### SUPPLIED RECORDS ###

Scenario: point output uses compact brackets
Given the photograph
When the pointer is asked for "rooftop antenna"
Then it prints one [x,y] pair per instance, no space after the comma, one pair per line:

###
### SUPPLIED RECORDS ###

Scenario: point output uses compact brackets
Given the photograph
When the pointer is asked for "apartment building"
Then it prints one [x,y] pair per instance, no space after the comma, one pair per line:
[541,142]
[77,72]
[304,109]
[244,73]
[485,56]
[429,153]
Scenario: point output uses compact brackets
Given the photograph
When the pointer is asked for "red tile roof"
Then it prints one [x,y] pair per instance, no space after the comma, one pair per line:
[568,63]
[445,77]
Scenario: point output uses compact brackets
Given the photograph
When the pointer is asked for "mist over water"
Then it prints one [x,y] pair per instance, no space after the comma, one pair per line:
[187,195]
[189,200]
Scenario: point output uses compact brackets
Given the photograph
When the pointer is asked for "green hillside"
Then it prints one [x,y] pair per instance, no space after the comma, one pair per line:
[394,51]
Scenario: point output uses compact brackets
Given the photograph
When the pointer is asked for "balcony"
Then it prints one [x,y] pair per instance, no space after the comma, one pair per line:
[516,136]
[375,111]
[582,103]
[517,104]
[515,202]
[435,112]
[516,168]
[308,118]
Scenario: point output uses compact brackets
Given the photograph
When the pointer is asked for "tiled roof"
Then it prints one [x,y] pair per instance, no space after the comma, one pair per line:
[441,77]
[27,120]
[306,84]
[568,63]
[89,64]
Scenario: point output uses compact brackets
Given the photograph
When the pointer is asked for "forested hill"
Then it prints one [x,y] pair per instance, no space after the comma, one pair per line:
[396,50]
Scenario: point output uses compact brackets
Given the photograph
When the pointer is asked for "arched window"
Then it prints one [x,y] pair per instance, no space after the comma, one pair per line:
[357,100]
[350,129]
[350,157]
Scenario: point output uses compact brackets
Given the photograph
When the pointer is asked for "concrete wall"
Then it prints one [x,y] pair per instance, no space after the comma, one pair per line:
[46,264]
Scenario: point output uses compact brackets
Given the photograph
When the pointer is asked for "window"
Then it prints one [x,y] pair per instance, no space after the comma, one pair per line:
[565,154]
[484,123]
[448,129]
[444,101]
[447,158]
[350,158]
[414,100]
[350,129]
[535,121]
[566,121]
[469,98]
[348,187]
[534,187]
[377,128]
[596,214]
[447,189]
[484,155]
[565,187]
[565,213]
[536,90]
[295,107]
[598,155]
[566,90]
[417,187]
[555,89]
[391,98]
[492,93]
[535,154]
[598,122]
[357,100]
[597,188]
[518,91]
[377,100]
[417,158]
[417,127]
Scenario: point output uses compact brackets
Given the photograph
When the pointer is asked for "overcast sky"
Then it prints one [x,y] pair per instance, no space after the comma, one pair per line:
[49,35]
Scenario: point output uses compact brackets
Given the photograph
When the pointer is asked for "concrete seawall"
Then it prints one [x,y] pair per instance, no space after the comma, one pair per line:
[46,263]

###
### SUPPLIED RECORDS ###

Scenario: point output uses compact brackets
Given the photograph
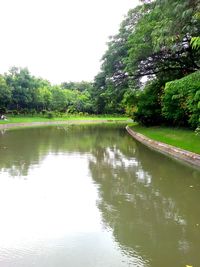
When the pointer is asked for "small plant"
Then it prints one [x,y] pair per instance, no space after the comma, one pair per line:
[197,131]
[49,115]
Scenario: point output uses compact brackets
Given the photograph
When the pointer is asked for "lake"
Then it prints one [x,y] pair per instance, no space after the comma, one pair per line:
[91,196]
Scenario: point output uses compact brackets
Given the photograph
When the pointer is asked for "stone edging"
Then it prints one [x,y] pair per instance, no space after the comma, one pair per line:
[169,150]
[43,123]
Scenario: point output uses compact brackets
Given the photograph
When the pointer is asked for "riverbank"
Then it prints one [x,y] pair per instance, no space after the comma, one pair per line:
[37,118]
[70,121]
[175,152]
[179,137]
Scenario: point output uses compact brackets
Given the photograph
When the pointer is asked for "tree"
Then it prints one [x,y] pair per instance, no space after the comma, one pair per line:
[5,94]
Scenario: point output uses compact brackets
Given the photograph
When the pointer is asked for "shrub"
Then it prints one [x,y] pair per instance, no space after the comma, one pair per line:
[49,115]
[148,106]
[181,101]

###

▶ **WRITTEN REQUEST**:
List every line of the material that contains the string "window", treating uppercase and lowercase as different.

▶ **OUTPUT OF THE EXERCISE**:
When the pointer is asked for "arched window"
When the pointer is asked for "window"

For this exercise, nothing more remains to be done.